PROBLEM DETAILS —
Without the pictures, repeat the listing character for character.

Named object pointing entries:
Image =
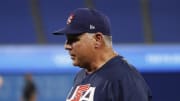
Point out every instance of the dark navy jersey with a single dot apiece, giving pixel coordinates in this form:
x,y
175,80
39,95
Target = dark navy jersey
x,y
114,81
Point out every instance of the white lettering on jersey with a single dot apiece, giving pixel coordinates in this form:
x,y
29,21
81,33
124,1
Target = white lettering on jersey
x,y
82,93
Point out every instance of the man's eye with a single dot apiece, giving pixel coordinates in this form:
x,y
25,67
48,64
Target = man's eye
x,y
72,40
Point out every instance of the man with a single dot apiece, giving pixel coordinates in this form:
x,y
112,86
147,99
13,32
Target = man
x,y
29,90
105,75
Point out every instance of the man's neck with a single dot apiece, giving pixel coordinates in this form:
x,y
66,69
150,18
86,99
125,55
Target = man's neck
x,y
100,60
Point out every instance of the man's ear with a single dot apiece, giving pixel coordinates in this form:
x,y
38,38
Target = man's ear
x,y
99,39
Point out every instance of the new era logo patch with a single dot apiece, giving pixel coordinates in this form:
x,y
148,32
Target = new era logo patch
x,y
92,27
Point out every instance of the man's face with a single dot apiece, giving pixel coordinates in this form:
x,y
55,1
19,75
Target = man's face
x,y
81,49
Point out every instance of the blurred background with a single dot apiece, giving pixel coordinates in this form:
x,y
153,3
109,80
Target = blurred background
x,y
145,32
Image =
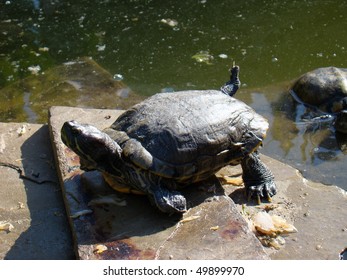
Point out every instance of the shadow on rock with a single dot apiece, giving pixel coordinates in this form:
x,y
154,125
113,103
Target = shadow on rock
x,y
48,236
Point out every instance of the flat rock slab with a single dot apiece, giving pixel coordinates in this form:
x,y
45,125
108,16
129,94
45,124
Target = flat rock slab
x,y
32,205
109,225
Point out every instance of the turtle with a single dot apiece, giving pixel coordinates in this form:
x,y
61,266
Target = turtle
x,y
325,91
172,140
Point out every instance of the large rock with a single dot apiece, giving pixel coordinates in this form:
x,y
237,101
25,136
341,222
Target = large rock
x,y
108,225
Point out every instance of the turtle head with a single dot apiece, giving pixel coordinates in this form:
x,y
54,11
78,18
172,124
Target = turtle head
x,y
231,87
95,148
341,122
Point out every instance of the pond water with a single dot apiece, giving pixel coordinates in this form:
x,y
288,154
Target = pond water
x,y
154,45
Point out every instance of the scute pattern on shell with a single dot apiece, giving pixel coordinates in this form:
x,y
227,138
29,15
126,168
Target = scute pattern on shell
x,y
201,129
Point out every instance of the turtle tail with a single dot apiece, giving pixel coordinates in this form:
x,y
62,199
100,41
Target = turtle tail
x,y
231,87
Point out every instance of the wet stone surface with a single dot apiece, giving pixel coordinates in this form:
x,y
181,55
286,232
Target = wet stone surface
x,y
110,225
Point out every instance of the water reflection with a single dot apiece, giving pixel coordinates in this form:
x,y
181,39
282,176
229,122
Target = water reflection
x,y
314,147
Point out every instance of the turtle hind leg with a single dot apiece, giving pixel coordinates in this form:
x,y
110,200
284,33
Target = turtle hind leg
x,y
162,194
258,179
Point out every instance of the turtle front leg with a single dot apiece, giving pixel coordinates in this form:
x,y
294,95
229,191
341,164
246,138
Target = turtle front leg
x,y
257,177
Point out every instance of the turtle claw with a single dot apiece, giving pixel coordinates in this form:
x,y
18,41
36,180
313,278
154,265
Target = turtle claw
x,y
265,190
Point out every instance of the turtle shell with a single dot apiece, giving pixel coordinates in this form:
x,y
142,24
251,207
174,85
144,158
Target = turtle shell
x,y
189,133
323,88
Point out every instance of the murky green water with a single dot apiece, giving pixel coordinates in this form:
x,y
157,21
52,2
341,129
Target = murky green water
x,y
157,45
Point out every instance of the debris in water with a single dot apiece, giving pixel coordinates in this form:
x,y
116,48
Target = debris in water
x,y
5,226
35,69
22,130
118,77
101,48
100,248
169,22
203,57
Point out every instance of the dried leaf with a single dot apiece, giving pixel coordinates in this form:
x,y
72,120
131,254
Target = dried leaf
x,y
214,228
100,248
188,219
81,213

REPLY —
Image =
Point out every instance of the dark navy jersey with a single dot apiece, giving pixel coordinates in this form:
x,y
175,80
39,95
Target = dark navy jersey
x,y
114,81
Point out every instance of the white lettering on jersey with a single dot apiece, giving pixel coordinates in this form:
x,y
29,21
81,33
124,1
Target = white lettering on jersey
x,y
82,93
Point out every instance of the man's eye with a single dot apiece, giving pixel coordinates in this form:
x,y
25,67
48,64
Target = man's eye
x,y
72,40
Point out every instance of the man with a single dot apiece, giving pixel coordinates in this form:
x,y
112,86
147,99
13,32
Target = man
x,y
29,90
105,75
Point out every instance of the man's neck with a single dot apiece, giving pixel coordinates in this form:
x,y
66,69
150,18
86,99
125,55
Target = man's neck
x,y
100,60
Point out every instance of the man's ear with a single dot apiece, giving pixel coordinates in this form:
x,y
38,38
Target = man's ear
x,y
99,39
Point out every instance of the new era logo patch with a single dot apiece, giving pixel coordinates in this form:
x,y
148,32
Target = new era logo patch
x,y
92,27
Point out every instance of the man's face with a single dot apiece, giving pixel coordinates in this form:
x,y
55,1
19,75
Target = man's face
x,y
81,49
Point out every instance of the blurred background with a single dot apiece, giving pixel coordinates in this form:
x,y
153,3
109,80
Target = blurred background
x,y
145,32
Image =
Point out every instance of the shadow on rock with a single dot apiece, giving pixel coordinates in this form:
x,y
154,125
113,103
Target = shadow on rock
x,y
48,236
Point out every instance of the flat rock slab with a single dot apiece, giving pixel coordinates in this form:
x,y
45,125
108,16
129,94
45,124
Target = flat rock slab
x,y
32,205
109,225
Point out every instance of the turtle with a single dot apiece, giving pixel coordinates in this form:
x,y
61,266
Target = turtle
x,y
325,91
172,140
Point out every instance of the large rock with a single dot apiece, giving pixel coordinates in this form:
x,y
237,101
25,136
341,222
Target = large rock
x,y
108,225
Point out every instance of the turtle head with a single dot apiece, giving pixel coordinates in this form:
x,y
54,11
78,18
172,124
Target = turtle head
x,y
231,87
95,148
341,122
Point out every instance of the pond water with a single dot apiece, giving pixel coordinates in this form:
x,y
288,154
Target = pond water
x,y
154,45
Point out every instance of the scute pattern on shell with a single dot apiece, giving pixel coordinates in this form:
x,y
227,138
29,15
126,168
Target = scute pattern on shell
x,y
201,129
Point out every instance of the turtle tail with a single dot apiece, giving pixel coordinates in this form:
x,y
62,199
100,41
Target = turtle tail
x,y
231,87
Point out every instance of the wet stone surface with a single dot apiece, giving pixel coordinates in this form:
x,y
181,55
286,232
Target = wet stone surface
x,y
110,225
Point out every instance of the water reflection with a single dot apiece, giving pixel coordinates in this form:
x,y
181,39
282,176
229,122
Target = water reflection
x,y
314,147
Point out every instance of the turtle hind leg with a single dot apiece, giving pixel coordinates in this form:
x,y
110,200
284,33
Target = turtle hind leg
x,y
162,194
258,179
Point out every instance of the turtle front leg with a single dot apiece, giving pixel coordinates in this form:
x,y
294,95
229,191
341,164
246,138
Target = turtle front leg
x,y
257,177
Point out every instance of the turtle claw with a single dot apiece, giving pixel coordinates in this form:
x,y
18,41
36,180
313,278
154,265
Target = turtle claw
x,y
265,190
Point out every instance of the turtle shell with a single dot apiece, giving pixel coordinates in this form:
x,y
142,24
251,207
174,85
144,158
Target = turtle shell
x,y
189,133
323,88
Point out every instance of the murky green water with a single dot apiece, giving pixel coordinates in this form:
x,y
157,21
52,2
341,129
Target = murky green water
x,y
157,45
Point out every instance of the debris in water with a single dot apiece, giving pixel coordinates in this form:
x,y
116,48
Target = debris in water
x,y
5,226
35,69
22,130
118,77
101,48
100,248
169,22
203,57
Point out every instance of the dried leaf with a single dot apiece, giving pixel coordinates in this form:
x,y
72,120
131,254
Target = dried leaf
x,y
214,228
100,248
188,219
81,213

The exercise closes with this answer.